Location identification entries:

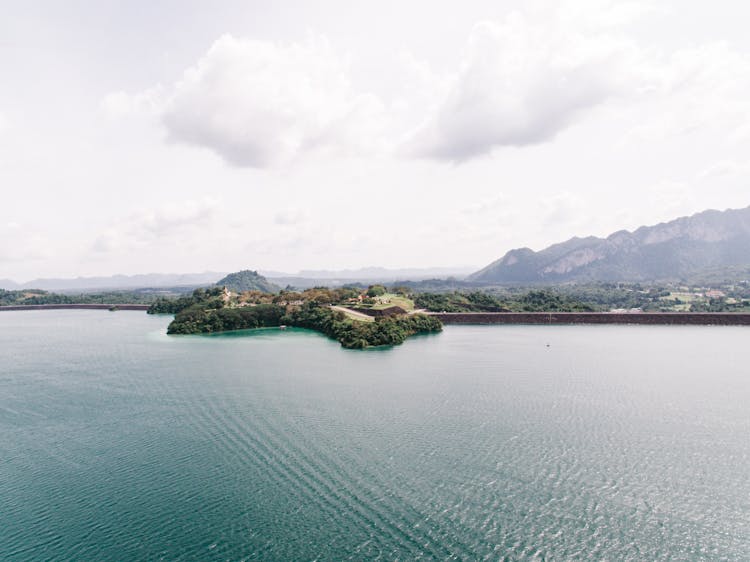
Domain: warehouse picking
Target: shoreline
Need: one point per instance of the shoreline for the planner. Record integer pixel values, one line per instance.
(567, 318)
(536, 318)
(75, 307)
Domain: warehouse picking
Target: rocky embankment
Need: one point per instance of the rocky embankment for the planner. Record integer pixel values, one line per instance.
(660, 318)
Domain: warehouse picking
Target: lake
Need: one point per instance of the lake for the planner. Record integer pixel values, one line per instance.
(118, 442)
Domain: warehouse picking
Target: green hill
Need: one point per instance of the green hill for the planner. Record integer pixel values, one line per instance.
(247, 280)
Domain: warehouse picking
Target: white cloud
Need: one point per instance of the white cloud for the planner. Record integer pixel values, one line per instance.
(291, 217)
(174, 219)
(522, 83)
(259, 104)
(122, 104)
(20, 244)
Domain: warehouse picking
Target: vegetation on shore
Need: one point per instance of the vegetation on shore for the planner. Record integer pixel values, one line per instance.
(25, 297)
(216, 310)
(247, 280)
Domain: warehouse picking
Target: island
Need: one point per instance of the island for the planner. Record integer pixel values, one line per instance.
(217, 309)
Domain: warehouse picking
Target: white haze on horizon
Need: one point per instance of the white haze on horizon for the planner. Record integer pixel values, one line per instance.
(283, 136)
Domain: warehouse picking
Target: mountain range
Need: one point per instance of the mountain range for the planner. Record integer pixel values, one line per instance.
(675, 250)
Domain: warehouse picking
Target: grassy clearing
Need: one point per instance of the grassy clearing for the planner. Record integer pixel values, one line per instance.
(353, 315)
(390, 299)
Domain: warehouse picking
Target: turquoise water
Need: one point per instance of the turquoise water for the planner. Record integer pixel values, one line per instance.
(118, 442)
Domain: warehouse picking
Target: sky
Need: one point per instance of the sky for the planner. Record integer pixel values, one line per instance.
(186, 136)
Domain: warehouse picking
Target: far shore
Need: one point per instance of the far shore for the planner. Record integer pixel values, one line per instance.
(75, 306)
(549, 318)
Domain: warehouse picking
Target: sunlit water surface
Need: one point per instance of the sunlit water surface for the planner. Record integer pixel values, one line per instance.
(118, 442)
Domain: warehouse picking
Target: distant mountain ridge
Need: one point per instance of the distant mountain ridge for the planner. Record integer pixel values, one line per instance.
(667, 251)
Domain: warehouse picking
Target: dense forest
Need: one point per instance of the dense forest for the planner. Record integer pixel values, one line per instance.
(210, 316)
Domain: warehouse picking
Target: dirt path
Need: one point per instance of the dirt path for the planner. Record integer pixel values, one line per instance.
(353, 313)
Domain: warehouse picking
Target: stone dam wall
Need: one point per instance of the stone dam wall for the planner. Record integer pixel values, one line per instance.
(75, 306)
(661, 318)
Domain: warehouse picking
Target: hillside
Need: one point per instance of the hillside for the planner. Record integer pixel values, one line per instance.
(676, 250)
(247, 280)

**Given task:**
Retype the data above exactly; pictures are not part of the copy.

**Final result:**
Domain: warehouse picking
Target: shoreline
Need: one point per instance of the shoreline for the planner. Record integer pixel values, one line per instance.
(567, 318)
(536, 318)
(75, 307)
Domain: warehouse picking
Target: rocky embankment
Need: one point per instance of the rocky embankment for the planner. Record integer pixel values, one line per instance.
(660, 318)
Domain: warehouse picking
Target: lake
Need: one point per instance of the lake for the planner. Record integer pixel values, one line per instance.
(118, 442)
Domain: warehouse picking
Target: green hill
Need: one point per instance of the green hill for the planner. Record integer pixel values, one line per instance.
(247, 280)
Domain: warehouse picking
Target: white cloud
Need: one point per instance of the white cloud for the planner. Record integer pixel values, one line per instance.
(291, 217)
(174, 219)
(522, 83)
(259, 104)
(122, 104)
(20, 244)
Domain: warehouse picking
Target: vegetation on shore
Need: one point per instance of the vegetation on shore for the planner. Record integer pixel values, one line per instance.
(25, 297)
(216, 310)
(247, 280)
Domain: warehouse picking
Target: island
Need: one point per instance of the island for the planner. Record integer pixel values, one line per instance.
(217, 309)
Domain: warehouse picking
Target: white haze on horizon
Need: one point per instance of the white haze on horizon for the planner. Record integer pixel values, one line per instance.
(283, 136)
Domain: warehouse picking
Target: mountain range
Need: one point per instance of the mountain range for the planner. Record integer pixel values, one line per instance.
(675, 250)
Domain: warehouse picking
Target: grassy clearing
Need: one point per instance of the grassy clearing for the planner. Record integer pixel values, one line per instance.
(353, 315)
(390, 299)
Domain: warehouse picking
Target: turquoise water
Need: one point per instance of the turquoise water for the planner. Record integer pixel values, one line per instance.
(118, 442)
Domain: warehouse picking
Target: sky
Need: one point per instance of the sky for the planner. Record integer pixel values, one line per instance.
(186, 136)
Domain: warehouse picking
Target: far shore
Need: one point per instance of the far shore for the planner. Record integer pixel values, one line per instance.
(75, 306)
(549, 318)
Domain: warehouse picking
Target: sunlit water surface
Need: one point per instance of the sunlit water surface for the planner. Record integer pixel values, one line per instance.
(118, 442)
Domain: warehouse picking
Target: distant mountain ridge
Need: one point per instance of the distant mountain ridge for the planner. Record integer pixel values, one line per instance.
(667, 251)
Domain: warehouse picking
Target: dense forest
Need: one point per instance of the dense forest for the planner. Record integer pixel values, one line per instance.
(210, 316)
Domain: warehouse picking
Target: dirt path
Need: one point per instance of the dirt path for the planner. Record integer pixel values, one line per instance.
(353, 313)
Domain: warehouse picking
Target: stone dam wall
Need: one point per instance of the stone dam wall for the planner. Record integer pixel values, one line per instance.
(75, 306)
(661, 318)
Domain: warehouse picking
Target: hillside
Need: one point per instance of the hillside for the planner. Record integer pixel values, one line per instance.
(676, 250)
(247, 280)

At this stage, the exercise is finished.